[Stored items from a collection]

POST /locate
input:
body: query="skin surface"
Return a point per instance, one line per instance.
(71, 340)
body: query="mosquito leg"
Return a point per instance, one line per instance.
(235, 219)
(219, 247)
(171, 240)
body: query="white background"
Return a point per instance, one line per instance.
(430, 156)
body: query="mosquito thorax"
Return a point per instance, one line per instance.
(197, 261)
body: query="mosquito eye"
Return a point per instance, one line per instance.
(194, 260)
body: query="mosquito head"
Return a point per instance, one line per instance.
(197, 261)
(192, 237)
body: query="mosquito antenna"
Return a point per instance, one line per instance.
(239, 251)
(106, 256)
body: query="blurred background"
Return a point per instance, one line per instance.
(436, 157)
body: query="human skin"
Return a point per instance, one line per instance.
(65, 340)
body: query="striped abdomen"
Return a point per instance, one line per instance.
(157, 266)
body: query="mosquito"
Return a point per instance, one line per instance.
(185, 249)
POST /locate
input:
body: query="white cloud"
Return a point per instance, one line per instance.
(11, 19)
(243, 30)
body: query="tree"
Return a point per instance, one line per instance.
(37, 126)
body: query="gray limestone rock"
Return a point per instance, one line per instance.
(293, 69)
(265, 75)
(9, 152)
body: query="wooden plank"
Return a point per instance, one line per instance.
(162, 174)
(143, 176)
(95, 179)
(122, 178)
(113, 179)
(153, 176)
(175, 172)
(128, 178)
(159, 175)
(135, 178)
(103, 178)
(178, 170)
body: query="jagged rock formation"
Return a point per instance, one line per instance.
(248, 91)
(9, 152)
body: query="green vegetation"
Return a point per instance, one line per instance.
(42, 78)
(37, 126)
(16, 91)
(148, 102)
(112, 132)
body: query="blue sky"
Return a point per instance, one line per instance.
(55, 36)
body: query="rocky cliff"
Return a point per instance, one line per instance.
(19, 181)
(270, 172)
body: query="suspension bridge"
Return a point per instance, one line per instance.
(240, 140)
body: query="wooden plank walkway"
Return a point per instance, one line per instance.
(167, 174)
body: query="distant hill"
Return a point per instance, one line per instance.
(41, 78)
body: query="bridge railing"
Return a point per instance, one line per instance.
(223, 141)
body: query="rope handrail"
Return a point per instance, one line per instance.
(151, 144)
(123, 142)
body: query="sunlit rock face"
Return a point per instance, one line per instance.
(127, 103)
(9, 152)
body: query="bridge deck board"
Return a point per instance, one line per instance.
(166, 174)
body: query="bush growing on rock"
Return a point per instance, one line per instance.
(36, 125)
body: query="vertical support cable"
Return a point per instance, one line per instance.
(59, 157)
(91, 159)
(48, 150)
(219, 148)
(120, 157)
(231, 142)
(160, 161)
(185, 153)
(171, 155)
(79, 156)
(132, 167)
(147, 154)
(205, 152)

What this task involves => Transcribe every record above exactly.

Finished task =>
POST /locate
input:
body: query="skin surface"
Return a point per instance, one line per instance.
(71, 340)
body: query="mosquito leg"
Return a point per instance, one line per instance.
(235, 219)
(219, 247)
(171, 240)
body: query="white background"
Return a point per instance, one line per instance.
(430, 156)
body: query="mosquito thorax"
Return a point per instance, one line per instance.
(197, 261)
body: query="mosquito eye"
Return a point per instance, one line per instance.
(194, 260)
body: query="mosquito head"
Return a point per instance, one line per instance.
(197, 261)
(192, 237)
body: query="mosquito antenna"
Return a point per instance, one line per instance.
(239, 251)
(106, 256)
body: query="blurred background"
Return a point per instance, one line per instance.
(436, 157)
body: query="human skin"
Return a point per instance, one line per instance.
(65, 340)
body: query="striped abdomen"
Return a point per instance, one line per instance.
(157, 266)
body: query="mosquito"
Return a point per instance, one line per instance.
(185, 249)
POST /locate
input:
body: query="white cloud"
Return a point per instance, one line per instance.
(11, 19)
(243, 30)
body: query="tree"
Return a point per instance, one line per instance.
(37, 126)
body: query="gray limestone rock"
Return a point per instance, one line per instance.
(293, 69)
(265, 75)
(9, 152)
body: query="wooden plank"
Return a point per instance, one line per instance.
(162, 174)
(143, 176)
(95, 179)
(122, 178)
(113, 179)
(153, 176)
(175, 172)
(128, 178)
(159, 175)
(135, 178)
(103, 178)
(178, 170)
body: query="jagged rock formation"
Return a point per instance, one line per instance.
(248, 91)
(9, 152)
body: query="green vegetation"
Return a point per instance, one line per instance.
(42, 78)
(37, 126)
(16, 91)
(148, 102)
(112, 132)
body: query="blue sky"
Return a point per instance, one line per instance.
(55, 36)
body: query="rocky cliff"
Return a point per instance, one line per instance.
(19, 181)
(270, 172)
body: query="suspension bridge"
Return a point per instance, one line per instance.
(240, 140)
body: query="wooden plank walkway"
Return a point per instance, one line per instance.
(167, 174)
body: query="distant hill"
Return a point per instance, one line per instance.
(41, 78)
body: query="bridge railing"
Return a point per instance, one line per instance.
(223, 141)
body: query="rope handrail"
Return a point per instance, one line per instance.
(151, 144)
(123, 142)
body: query="sunlit rock face"
Return a point per instance, one line per instance.
(127, 103)
(9, 152)
body: query="bridge deck board"
Return a point per instance, one line per instance.
(166, 174)
body: query="bush growing on rock"
Return a point per instance, one line per instance.
(36, 125)
body: query="vertical support cable"
Return a point per instance, one line per instance.
(59, 157)
(91, 159)
(48, 150)
(219, 148)
(120, 157)
(231, 142)
(160, 161)
(185, 153)
(171, 155)
(79, 156)
(132, 167)
(147, 154)
(205, 152)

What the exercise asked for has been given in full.